# Extracted entries
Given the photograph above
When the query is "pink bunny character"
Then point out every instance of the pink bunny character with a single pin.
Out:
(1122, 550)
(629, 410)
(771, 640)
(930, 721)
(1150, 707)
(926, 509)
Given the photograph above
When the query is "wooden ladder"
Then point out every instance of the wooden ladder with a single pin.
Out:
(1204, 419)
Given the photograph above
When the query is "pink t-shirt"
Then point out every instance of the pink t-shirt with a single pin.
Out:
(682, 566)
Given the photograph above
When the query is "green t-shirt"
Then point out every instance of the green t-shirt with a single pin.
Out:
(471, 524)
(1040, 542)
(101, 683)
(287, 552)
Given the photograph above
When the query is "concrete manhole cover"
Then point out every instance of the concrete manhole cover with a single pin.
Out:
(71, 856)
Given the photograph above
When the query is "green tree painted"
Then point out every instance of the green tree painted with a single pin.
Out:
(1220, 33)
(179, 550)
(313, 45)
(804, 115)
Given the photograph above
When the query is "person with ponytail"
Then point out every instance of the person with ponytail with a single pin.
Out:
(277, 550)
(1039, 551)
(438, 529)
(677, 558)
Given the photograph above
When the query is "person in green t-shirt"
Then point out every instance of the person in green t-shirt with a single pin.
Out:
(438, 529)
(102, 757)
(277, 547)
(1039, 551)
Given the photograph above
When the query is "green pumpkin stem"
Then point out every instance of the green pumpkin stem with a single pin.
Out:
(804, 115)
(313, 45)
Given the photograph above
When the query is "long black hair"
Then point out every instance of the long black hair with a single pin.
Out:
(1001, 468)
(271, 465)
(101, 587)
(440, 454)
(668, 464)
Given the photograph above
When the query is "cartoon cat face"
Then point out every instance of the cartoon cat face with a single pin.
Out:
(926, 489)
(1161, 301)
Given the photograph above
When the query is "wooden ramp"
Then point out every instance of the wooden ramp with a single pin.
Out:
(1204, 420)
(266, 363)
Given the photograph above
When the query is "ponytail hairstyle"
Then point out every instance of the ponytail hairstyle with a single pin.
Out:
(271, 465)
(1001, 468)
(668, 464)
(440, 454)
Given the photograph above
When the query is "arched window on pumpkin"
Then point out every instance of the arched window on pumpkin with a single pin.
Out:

# Problem description
Your task is to collect every line above that contains the word "person".

# Exercise output
When the query is "person with ponytail"
Then point out every instance of the person with ponytail with a single pin.
When the query is "person in green t-shirt"
Then point out every instance of the person in green t-shirt with a single pin.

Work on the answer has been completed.